§ **STATED EXERCISE**
Reproduce each line exactly, including spacing and punctuation.

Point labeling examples
---+---

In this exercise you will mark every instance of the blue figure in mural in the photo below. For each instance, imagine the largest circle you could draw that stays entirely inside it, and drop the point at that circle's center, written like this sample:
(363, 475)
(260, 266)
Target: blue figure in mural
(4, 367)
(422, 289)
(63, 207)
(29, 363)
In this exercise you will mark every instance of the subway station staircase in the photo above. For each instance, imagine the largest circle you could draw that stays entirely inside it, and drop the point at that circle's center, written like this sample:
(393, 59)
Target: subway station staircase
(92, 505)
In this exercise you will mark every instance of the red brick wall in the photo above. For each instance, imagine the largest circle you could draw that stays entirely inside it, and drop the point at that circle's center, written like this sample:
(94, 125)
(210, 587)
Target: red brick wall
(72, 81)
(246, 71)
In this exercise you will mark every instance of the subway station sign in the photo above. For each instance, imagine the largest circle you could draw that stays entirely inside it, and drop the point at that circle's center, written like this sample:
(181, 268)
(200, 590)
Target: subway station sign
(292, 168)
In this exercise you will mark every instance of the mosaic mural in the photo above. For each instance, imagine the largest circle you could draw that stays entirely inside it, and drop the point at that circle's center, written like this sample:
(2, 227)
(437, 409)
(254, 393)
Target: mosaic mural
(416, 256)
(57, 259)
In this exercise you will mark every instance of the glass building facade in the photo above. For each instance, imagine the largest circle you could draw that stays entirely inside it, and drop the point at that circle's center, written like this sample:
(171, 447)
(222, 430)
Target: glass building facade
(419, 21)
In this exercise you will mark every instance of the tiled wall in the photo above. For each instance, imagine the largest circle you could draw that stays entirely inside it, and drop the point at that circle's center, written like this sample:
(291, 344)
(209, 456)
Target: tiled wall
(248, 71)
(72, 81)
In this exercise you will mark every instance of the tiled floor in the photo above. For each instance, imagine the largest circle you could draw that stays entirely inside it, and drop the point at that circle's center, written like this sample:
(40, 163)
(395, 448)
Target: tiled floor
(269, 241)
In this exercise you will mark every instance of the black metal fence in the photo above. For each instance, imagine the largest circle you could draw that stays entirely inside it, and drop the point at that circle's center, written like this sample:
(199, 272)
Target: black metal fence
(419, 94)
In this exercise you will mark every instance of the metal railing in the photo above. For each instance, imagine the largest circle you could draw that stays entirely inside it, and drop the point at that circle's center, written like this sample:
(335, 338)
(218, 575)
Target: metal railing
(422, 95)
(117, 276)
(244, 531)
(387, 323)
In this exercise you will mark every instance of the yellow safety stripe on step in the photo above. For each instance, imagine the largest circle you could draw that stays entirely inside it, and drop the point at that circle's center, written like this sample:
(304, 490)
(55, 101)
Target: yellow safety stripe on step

---+---

§ **SOLUTION TO THIS PROBLEM**
In this exercise you will mark every instance of the blue figure in mural in the photo below. For each instance, imagine the largest circle you could draw that stays entirely inside it, and drop the point at that circle's center, written like this sample:
(363, 475)
(260, 266)
Target: blue figure in mural
(4, 367)
(422, 289)
(63, 207)
(29, 363)
In this exercise you will mark every instance of the subway station staircase in the photo above. For each instance, imagine the largest circle you could draw that stays entirely inside it, and drop the point at that circle's center, written like this sample:
(393, 59)
Target: subway station staircase
(92, 505)
In this exercise you will mark every instance of the red brick wall in the photo above. For each instance, imagine the largest circle you could draw that stays entirely inside it, and drop the point at that circle's center, written like this sample:
(94, 125)
(210, 587)
Target: red brick wall
(72, 81)
(246, 71)
In this exercise you will mark every instance of the subway station sign in the photo above. For each instance, imagine the largest circle you could draw that stays entirely inside it, and drop the point at that circle's center, written like this sample:
(181, 268)
(200, 590)
Target: subway station sign
(292, 168)
In this exercise you will mark every instance of the mosaic mural in the photo above. For each instance, imagine the largest circle you could draw that stays entirely inside it, and drop the point at that circle's center, written like this sample:
(2, 227)
(437, 409)
(254, 393)
Target: mosaic mural
(416, 256)
(57, 259)
In this exercise you will mark every instance of the glass building facade in the photo above. For each instance, imagine the largest circle you could draw that stays entirely inside it, and drop the point at that circle's center, written like this sample:
(171, 447)
(222, 430)
Target: glass building facade
(419, 21)
In this exercise you will mark every instance of the tiled wall in the photo above. For each instance, imagine the largest circle you could draw that stays entirely inside it, and drop the point at that circle's center, written like this sample:
(291, 344)
(209, 456)
Target: tiled wall
(248, 71)
(72, 81)
In this exercise you will mark every instance of the tiled floor in the photo above. For each instance, imagine the largest circle you could draw that stays entirely inside it, and drop the point at that circle's center, written like this sample:
(40, 163)
(395, 448)
Target: tiled floor
(269, 241)
In this exercise you will mark every instance of the black metal fence in the photo above. For each instance, imagine the largest circle you could draw that stays entirely inside it, and drop the point at that circle's center, written like this sample:
(199, 272)
Target: black metal fence
(419, 94)
In this exercise you will mark every instance of the metal railing in the photo above. For each instance, imagine the largest circle you could draw that stays entirely inside it, and drop the point at that circle's center, written like this sample:
(335, 338)
(218, 575)
Target: metal railing
(422, 95)
(117, 276)
(244, 531)
(387, 323)
In this exercise you will mark every instance of the yellow safety stripe on step in the photo above. For each instance, imagine the largest circle you could draw that stays entirely inside it, and drop the point at that circle's center, written like this sample:
(304, 490)
(55, 101)
Target: yellow safety stripe on step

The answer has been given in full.